▶ [Exercise]: The expected output is each line below containing "flower", copied in full.

▶ [Records for the task]:

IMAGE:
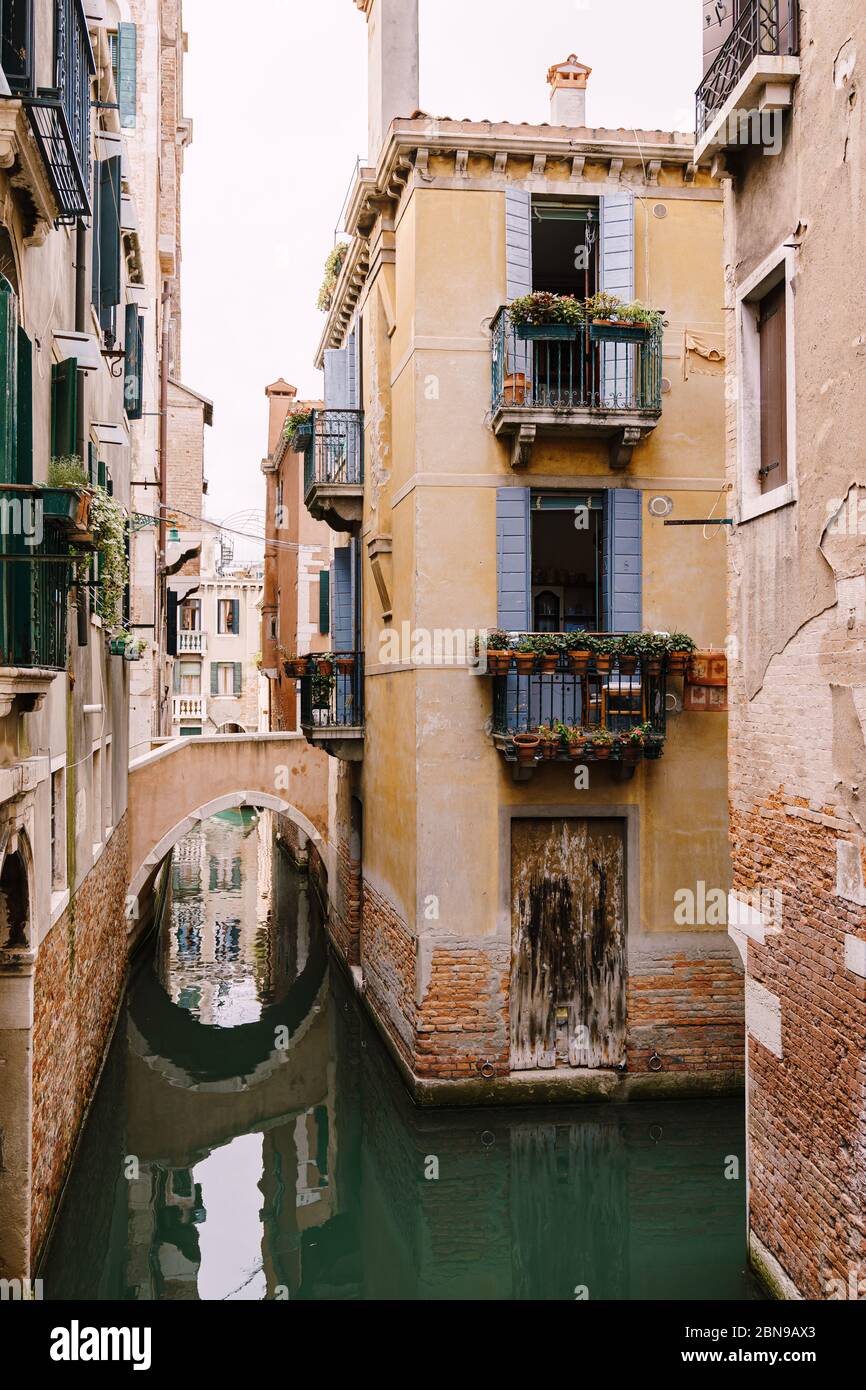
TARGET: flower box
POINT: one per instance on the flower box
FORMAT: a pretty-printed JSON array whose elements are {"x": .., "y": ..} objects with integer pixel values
[{"x": 546, "y": 332}]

▶ [Response to this task]:
TARGET: flower box
POINT: one per instance on the flower box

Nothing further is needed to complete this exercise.